[WORK ITEM] Output every entry below word for word, without its pictures.

- Opening Delimiter -

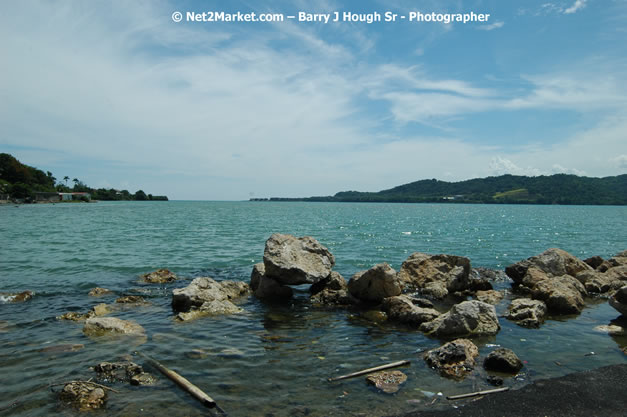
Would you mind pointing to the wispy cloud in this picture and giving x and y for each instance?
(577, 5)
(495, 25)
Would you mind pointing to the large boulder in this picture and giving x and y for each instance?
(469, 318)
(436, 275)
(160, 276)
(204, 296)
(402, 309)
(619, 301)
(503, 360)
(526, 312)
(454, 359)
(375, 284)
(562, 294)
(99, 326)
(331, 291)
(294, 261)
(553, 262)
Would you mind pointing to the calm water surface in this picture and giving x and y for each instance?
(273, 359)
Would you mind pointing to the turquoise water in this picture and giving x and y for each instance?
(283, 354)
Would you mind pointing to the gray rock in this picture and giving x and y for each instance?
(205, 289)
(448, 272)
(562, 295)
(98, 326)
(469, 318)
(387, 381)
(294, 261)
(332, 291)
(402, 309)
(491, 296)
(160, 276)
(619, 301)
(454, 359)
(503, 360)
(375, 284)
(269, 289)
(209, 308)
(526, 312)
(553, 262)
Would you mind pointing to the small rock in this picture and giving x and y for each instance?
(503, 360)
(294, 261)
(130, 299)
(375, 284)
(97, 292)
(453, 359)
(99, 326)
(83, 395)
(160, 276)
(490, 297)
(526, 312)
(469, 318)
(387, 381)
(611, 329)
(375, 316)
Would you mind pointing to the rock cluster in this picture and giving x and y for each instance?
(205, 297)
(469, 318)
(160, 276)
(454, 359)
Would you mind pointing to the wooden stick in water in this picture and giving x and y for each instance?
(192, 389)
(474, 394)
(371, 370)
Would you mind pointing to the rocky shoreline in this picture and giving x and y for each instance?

- Closing Delimiter -

[SOLUTION FOR THIS EXERCISE]
Would you mind pointing to the wispy cloud in this picture and giving x and y for each instance?
(577, 5)
(495, 25)
Would you mind pointing to the large boulder in this picture and giving x and y for each instance?
(469, 318)
(436, 275)
(160, 276)
(204, 296)
(402, 309)
(619, 301)
(503, 360)
(526, 312)
(454, 359)
(375, 284)
(562, 294)
(99, 326)
(331, 291)
(294, 261)
(553, 262)
Would you mind pointing to the calm water surface in this picture and giving x and y for each instance?
(273, 359)
Would you mind pointing to the turquoise water in this picture and giving x and y for each instance?
(283, 354)
Would you mind pointing to the gray rock in this picture and giving x and y for each instance?
(205, 289)
(448, 272)
(562, 295)
(98, 326)
(469, 318)
(387, 381)
(294, 261)
(332, 291)
(402, 309)
(491, 296)
(160, 276)
(619, 301)
(454, 359)
(503, 360)
(375, 284)
(269, 289)
(209, 308)
(526, 312)
(553, 262)
Would you mind pointing to the small rock in this picture and giving x and y for each instance?
(503, 360)
(294, 261)
(130, 299)
(375, 284)
(97, 292)
(453, 359)
(99, 326)
(83, 395)
(160, 276)
(490, 297)
(526, 312)
(469, 318)
(387, 381)
(611, 329)
(375, 316)
Would you mind pointing to the rock cluster in this picture and giving x and y for each instance?
(205, 297)
(469, 318)
(160, 276)
(454, 359)
Would you mind pointing to the wooden stick in water in this picture and giving x and y for each instance?
(192, 389)
(474, 394)
(371, 370)
Would you mind pointing to the rocky shoreline in this picture and giving x and y for each instance?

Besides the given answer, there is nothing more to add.